| Problem description |
The entries need to be copied exactly.

##########

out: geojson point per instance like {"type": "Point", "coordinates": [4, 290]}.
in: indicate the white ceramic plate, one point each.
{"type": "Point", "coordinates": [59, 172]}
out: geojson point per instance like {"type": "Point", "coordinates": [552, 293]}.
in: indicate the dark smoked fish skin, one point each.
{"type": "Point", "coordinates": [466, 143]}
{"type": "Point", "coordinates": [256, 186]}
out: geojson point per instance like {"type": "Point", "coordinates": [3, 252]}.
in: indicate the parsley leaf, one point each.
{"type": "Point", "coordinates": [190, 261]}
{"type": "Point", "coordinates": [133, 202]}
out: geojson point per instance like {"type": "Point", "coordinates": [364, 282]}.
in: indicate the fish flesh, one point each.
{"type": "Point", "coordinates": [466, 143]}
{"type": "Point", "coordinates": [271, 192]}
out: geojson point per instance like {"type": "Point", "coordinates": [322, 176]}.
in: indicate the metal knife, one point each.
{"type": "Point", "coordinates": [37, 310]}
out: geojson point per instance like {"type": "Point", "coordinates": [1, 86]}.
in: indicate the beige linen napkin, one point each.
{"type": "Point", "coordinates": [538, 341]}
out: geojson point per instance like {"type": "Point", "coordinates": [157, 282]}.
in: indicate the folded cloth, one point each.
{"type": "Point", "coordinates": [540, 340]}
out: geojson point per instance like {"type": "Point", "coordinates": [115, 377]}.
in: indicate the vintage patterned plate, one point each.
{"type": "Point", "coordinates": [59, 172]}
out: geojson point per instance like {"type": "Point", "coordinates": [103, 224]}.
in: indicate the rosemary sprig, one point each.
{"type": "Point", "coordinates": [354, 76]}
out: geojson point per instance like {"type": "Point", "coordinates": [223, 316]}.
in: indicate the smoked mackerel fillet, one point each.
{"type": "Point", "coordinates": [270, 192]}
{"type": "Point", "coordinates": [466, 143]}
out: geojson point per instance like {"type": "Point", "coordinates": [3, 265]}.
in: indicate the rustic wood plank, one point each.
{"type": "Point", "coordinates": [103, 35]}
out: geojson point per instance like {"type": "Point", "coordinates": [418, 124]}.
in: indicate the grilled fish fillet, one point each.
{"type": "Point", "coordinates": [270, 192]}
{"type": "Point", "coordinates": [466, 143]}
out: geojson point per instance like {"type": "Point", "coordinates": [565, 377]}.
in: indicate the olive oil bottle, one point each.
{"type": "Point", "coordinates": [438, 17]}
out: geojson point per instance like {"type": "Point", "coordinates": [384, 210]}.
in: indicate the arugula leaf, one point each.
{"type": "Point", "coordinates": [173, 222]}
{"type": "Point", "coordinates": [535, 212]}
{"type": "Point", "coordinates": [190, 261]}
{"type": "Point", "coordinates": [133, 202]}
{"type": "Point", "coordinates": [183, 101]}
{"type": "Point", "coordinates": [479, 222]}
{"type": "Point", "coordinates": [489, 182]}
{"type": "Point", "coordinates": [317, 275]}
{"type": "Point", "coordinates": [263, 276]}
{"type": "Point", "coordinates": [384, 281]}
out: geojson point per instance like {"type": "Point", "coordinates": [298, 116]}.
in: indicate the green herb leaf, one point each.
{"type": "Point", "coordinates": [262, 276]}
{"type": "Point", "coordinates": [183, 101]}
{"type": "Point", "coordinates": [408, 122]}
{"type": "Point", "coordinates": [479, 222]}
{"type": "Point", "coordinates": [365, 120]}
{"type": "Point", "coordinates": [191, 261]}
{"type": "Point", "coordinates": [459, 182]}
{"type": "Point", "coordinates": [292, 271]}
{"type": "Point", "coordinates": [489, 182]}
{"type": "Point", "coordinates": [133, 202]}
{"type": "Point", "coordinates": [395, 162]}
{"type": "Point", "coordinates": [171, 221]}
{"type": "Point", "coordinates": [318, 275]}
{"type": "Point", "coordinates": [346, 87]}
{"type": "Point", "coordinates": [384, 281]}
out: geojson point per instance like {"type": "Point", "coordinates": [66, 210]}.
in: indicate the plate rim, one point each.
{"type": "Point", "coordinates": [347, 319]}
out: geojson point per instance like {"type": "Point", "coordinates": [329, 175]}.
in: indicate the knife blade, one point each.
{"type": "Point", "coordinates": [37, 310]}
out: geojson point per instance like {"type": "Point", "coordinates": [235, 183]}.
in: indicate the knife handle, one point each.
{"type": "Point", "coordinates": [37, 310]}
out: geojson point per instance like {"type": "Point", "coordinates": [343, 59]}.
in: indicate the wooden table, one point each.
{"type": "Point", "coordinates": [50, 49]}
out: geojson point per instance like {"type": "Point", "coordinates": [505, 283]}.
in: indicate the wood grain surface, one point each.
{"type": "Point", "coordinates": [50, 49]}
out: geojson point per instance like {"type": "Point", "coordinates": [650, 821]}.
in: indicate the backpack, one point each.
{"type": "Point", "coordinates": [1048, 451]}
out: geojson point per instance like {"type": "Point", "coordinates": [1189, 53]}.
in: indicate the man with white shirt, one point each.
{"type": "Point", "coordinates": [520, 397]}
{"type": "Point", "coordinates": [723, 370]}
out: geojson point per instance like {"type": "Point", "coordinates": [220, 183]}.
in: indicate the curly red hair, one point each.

##########

| Completed task |
out: geojson point per instance like {"type": "Point", "coordinates": [4, 290]}.
in: indicate the white ceramic plate, one point each.
{"type": "Point", "coordinates": [59, 172]}
out: geojson point per instance like {"type": "Point", "coordinates": [552, 293]}.
in: indicate the dark smoked fish skin, one point each.
{"type": "Point", "coordinates": [466, 143]}
{"type": "Point", "coordinates": [256, 186]}
out: geojson point per instance like {"type": "Point", "coordinates": [3, 252]}.
in: indicate the parsley leaf, one point each.
{"type": "Point", "coordinates": [190, 261]}
{"type": "Point", "coordinates": [133, 202]}
out: geojson point per instance like {"type": "Point", "coordinates": [364, 282]}.
in: indicate the fish flesh, one point each.
{"type": "Point", "coordinates": [466, 143]}
{"type": "Point", "coordinates": [271, 192]}
out: geojson point per instance like {"type": "Point", "coordinates": [322, 176]}.
in: indicate the metal knife, one point each.
{"type": "Point", "coordinates": [37, 310]}
out: geojson point per instance like {"type": "Point", "coordinates": [1, 86]}.
in: indicate the beige linen napkin, one point each.
{"type": "Point", "coordinates": [538, 341]}
out: geojson point per instance like {"type": "Point", "coordinates": [157, 282]}.
in: indicate the folded cloth, one point each.
{"type": "Point", "coordinates": [540, 340]}
out: geojson point per instance like {"type": "Point", "coordinates": [115, 377]}.
in: indicate the vintage patterned plate, one point each.
{"type": "Point", "coordinates": [59, 172]}
out: geojson point per instance like {"type": "Point", "coordinates": [103, 224]}.
in: indicate the rosemary sprig, one point each.
{"type": "Point", "coordinates": [354, 76]}
out: geojson point per instance like {"type": "Point", "coordinates": [223, 316]}.
in: indicate the smoked mackerel fillet, one point each.
{"type": "Point", "coordinates": [270, 192]}
{"type": "Point", "coordinates": [466, 143]}
out: geojson point per instance like {"type": "Point", "coordinates": [3, 265]}.
in: indicate the rustic wood plank, one point each.
{"type": "Point", "coordinates": [103, 35]}
out: geojson point per instance like {"type": "Point", "coordinates": [418, 124]}.
in: indicate the grilled fish fillet, one point each.
{"type": "Point", "coordinates": [270, 192]}
{"type": "Point", "coordinates": [466, 143]}
out: geojson point per instance like {"type": "Point", "coordinates": [565, 377]}.
in: indicate the olive oil bottle, one point each.
{"type": "Point", "coordinates": [438, 17]}
out: geojson point per instance like {"type": "Point", "coordinates": [384, 210]}.
in: indicate the arugula leaf, one point each.
{"type": "Point", "coordinates": [173, 222]}
{"type": "Point", "coordinates": [535, 212]}
{"type": "Point", "coordinates": [190, 261]}
{"type": "Point", "coordinates": [133, 202]}
{"type": "Point", "coordinates": [183, 101]}
{"type": "Point", "coordinates": [479, 222]}
{"type": "Point", "coordinates": [489, 182]}
{"type": "Point", "coordinates": [317, 275]}
{"type": "Point", "coordinates": [263, 276]}
{"type": "Point", "coordinates": [384, 281]}
out: geojson point per instance like {"type": "Point", "coordinates": [298, 116]}.
in: indicate the green herb leaf, one point each.
{"type": "Point", "coordinates": [262, 276]}
{"type": "Point", "coordinates": [183, 101]}
{"type": "Point", "coordinates": [408, 122]}
{"type": "Point", "coordinates": [479, 222]}
{"type": "Point", "coordinates": [365, 120]}
{"type": "Point", "coordinates": [191, 261]}
{"type": "Point", "coordinates": [459, 182]}
{"type": "Point", "coordinates": [292, 271]}
{"type": "Point", "coordinates": [489, 182]}
{"type": "Point", "coordinates": [133, 202]}
{"type": "Point", "coordinates": [395, 162]}
{"type": "Point", "coordinates": [171, 221]}
{"type": "Point", "coordinates": [318, 275]}
{"type": "Point", "coordinates": [346, 87]}
{"type": "Point", "coordinates": [384, 281]}
out: geojson point per instance like {"type": "Point", "coordinates": [66, 210]}.
in: indicate the plate rim, one point each.
{"type": "Point", "coordinates": [347, 319]}
out: geojson point per instance like {"type": "Point", "coordinates": [329, 175]}.
in: indicate the knife blade, one point each.
{"type": "Point", "coordinates": [37, 310]}
out: geojson point per instance like {"type": "Point", "coordinates": [235, 183]}.
in: indicate the knife handle, one point each.
{"type": "Point", "coordinates": [37, 310]}
out: geojson point per instance like {"type": "Point", "coordinates": [343, 59]}.
in: indicate the wooden table, one point each.
{"type": "Point", "coordinates": [50, 49]}
out: geojson point per instance like {"type": "Point", "coordinates": [505, 283]}.
in: indicate the wood grain surface, one point each.
{"type": "Point", "coordinates": [50, 49]}
out: geojson point per instance like {"type": "Point", "coordinates": [650, 821]}.
in: indicate the backpack, one point each.
{"type": "Point", "coordinates": [1048, 451]}
out: geojson point per instance like {"type": "Point", "coordinates": [1189, 53]}.
in: indicate the man with white shirt, one point each.
{"type": "Point", "coordinates": [520, 397]}
{"type": "Point", "coordinates": [723, 370]}
out: geojson point per instance like {"type": "Point", "coordinates": [220, 183]}.
in: indicate the curly red hair, one point each.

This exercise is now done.